* [Available data]
◆ ◆ ◆ ◆ ◆ ◆ ◆

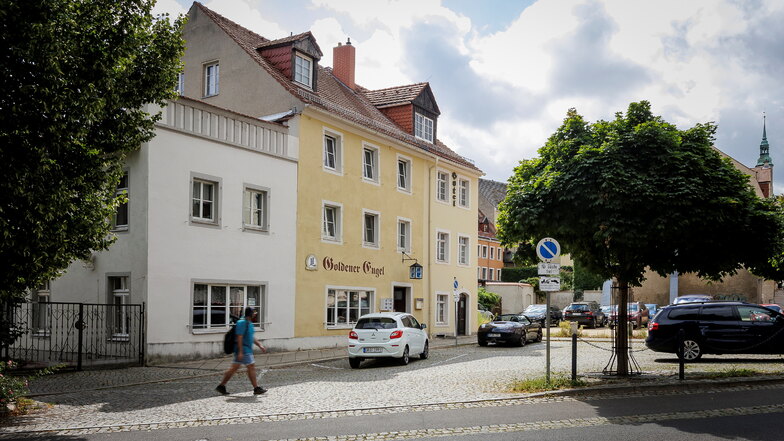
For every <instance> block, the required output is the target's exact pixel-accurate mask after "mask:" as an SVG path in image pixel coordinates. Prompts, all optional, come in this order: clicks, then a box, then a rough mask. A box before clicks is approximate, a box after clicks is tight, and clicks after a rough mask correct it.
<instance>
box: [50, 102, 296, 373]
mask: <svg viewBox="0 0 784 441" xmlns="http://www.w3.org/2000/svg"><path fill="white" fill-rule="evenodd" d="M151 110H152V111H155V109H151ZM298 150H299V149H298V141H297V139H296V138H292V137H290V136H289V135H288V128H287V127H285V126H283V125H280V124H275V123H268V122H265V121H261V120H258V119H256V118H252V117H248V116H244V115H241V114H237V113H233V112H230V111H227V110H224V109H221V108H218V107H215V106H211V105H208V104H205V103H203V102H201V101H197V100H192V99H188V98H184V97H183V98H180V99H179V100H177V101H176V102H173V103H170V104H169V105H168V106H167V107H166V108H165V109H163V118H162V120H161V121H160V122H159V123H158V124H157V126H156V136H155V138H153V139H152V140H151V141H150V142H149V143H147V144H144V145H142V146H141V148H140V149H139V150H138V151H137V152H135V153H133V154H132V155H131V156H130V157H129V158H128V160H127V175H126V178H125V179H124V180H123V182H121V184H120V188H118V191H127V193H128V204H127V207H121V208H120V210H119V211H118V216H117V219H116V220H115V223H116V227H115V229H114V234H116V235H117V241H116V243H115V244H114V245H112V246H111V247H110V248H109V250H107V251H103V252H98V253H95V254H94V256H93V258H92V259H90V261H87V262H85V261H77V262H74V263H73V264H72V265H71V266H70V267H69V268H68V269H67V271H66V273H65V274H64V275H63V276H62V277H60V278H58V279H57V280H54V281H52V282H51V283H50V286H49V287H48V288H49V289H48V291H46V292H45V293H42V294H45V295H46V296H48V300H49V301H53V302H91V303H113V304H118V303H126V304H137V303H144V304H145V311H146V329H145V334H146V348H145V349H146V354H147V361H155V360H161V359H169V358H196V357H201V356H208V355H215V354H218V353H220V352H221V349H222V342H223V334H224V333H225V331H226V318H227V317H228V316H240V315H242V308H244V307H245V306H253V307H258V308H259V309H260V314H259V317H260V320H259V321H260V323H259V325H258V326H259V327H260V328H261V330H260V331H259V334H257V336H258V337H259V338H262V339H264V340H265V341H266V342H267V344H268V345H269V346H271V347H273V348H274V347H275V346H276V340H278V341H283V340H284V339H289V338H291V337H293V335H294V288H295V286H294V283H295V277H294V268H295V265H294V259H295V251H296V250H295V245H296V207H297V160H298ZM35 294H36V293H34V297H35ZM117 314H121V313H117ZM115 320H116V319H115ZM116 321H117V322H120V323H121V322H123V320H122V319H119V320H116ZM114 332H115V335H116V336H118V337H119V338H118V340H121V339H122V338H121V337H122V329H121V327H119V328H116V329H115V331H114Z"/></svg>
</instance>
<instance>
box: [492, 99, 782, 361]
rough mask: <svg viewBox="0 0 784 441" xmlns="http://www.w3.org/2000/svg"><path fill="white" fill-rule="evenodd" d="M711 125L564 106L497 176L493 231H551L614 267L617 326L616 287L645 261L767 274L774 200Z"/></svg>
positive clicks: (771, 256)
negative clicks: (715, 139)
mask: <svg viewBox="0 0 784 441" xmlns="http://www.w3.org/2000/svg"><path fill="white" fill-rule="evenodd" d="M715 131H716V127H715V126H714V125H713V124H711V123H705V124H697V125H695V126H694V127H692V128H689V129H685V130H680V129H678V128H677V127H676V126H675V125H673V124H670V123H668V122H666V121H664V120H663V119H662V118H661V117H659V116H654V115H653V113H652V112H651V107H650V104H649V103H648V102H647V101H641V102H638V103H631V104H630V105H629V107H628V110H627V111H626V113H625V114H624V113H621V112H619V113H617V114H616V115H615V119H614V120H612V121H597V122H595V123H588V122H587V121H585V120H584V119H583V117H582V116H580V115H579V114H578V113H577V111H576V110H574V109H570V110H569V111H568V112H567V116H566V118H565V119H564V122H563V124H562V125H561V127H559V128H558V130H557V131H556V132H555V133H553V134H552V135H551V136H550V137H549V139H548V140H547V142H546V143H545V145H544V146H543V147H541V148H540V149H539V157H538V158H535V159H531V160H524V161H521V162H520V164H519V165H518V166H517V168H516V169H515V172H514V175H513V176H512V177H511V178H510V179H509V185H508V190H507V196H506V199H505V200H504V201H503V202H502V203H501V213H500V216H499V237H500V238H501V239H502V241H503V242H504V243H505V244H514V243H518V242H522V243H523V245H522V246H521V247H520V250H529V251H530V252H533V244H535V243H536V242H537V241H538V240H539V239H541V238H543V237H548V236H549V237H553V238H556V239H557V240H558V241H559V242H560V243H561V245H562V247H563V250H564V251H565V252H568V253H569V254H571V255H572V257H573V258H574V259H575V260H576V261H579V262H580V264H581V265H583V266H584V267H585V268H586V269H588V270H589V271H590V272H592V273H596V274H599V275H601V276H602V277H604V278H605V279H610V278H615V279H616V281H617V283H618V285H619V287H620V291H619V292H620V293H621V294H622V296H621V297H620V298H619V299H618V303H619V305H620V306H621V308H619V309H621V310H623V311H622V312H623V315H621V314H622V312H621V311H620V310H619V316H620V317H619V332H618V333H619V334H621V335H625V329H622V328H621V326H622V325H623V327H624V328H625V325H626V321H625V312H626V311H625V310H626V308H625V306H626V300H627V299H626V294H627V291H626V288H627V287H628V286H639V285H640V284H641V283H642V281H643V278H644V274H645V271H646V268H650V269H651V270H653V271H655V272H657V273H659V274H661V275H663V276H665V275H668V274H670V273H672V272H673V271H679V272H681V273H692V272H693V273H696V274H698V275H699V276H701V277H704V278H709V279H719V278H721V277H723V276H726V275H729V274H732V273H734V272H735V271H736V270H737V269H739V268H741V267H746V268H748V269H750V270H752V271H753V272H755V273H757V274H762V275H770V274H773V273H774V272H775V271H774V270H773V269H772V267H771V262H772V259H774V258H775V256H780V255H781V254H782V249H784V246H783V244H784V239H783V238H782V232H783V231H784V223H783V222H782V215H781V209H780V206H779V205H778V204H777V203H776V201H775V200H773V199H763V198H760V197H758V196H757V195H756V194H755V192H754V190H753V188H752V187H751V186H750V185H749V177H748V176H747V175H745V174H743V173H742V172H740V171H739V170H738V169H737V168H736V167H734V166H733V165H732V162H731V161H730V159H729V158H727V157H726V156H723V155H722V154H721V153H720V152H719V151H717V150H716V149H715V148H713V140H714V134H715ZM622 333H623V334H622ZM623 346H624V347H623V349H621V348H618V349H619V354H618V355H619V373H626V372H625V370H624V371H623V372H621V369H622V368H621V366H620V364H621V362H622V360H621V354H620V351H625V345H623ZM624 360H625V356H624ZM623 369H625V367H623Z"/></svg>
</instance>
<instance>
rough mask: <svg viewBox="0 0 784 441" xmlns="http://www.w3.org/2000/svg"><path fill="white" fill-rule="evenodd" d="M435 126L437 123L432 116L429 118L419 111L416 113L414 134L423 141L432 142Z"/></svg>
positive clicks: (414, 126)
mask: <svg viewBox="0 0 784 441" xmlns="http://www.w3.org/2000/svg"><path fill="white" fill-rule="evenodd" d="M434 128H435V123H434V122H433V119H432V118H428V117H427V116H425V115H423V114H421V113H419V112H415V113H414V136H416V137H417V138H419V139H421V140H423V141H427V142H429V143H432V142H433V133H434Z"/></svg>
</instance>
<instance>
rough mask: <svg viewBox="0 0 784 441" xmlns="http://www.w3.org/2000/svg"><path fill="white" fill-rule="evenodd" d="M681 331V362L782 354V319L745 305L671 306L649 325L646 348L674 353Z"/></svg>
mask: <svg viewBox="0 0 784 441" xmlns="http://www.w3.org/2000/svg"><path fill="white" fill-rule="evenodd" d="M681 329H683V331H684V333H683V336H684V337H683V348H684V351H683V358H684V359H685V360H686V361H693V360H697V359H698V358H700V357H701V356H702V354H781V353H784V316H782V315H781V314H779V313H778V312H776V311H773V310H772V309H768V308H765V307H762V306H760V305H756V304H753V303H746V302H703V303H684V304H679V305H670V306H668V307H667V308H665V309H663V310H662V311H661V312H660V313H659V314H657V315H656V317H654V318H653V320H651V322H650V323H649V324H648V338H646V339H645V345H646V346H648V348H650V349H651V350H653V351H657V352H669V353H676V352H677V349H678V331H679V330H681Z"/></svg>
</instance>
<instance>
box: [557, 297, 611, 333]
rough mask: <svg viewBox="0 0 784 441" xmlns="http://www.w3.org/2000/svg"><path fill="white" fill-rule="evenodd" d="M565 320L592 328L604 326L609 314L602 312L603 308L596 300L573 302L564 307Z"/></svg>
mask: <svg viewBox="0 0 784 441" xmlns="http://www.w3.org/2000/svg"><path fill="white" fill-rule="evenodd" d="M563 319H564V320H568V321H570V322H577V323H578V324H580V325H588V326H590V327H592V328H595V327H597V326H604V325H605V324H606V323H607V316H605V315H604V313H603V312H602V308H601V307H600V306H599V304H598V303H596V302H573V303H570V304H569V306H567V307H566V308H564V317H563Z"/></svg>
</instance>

◆ ◆ ◆ ◆ ◆ ◆ ◆

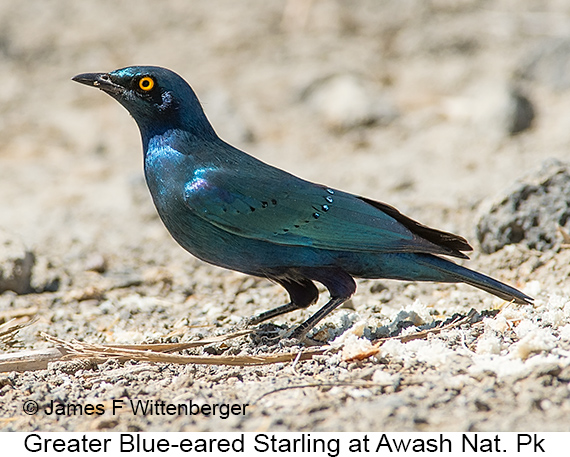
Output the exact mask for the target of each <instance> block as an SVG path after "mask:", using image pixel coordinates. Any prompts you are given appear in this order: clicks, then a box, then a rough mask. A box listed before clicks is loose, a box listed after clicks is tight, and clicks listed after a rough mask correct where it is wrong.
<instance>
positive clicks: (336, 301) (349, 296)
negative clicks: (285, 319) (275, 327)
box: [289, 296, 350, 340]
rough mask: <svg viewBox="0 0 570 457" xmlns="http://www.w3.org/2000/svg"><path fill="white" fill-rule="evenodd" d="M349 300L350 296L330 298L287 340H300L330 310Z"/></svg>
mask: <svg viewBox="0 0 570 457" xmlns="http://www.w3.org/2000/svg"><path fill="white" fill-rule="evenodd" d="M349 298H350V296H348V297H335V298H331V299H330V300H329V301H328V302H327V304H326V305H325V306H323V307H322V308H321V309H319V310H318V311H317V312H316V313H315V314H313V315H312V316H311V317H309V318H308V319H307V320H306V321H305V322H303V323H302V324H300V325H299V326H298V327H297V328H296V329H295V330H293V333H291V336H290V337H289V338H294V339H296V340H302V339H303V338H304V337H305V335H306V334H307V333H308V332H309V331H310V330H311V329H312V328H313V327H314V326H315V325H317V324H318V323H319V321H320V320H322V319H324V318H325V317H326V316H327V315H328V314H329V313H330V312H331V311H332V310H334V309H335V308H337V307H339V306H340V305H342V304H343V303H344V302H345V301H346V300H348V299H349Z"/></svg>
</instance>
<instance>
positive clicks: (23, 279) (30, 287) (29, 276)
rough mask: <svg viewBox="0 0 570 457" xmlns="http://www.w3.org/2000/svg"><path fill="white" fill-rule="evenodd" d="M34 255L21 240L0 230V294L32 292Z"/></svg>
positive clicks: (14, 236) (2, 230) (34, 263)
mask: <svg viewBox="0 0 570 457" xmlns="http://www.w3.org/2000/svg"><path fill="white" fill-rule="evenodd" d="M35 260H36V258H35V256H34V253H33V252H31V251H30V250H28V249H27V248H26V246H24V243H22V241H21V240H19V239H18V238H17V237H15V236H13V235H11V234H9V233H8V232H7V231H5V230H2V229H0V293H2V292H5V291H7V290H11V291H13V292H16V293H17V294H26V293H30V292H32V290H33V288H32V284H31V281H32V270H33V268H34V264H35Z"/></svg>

◆ ◆ ◆ ◆ ◆ ◆ ◆

* [What you have to do] Gather and copy every line of the data in which the string "then" is found.

* [Answer area]
For every <instance> block, the required output is the target's exact pixel-accurate mask after "mask:" as an SVG path in image pixel coordinates. Prompts, all optional, come in this order: clicks, then a box, then a rough mask. A box before clicks is approximate, a box after clicks is tight, and clicks after a rough mask correct it.
Output the exact mask for the target of each <instance> block as an SVG path after "mask:", using image pixel coordinates. Any prompts you are given appear in this order: clicks, then a box, then a rough mask. A box listed before clicks is loose, a box listed after clicks is tight, and clicks listed after a rough mask correct where it is wrong.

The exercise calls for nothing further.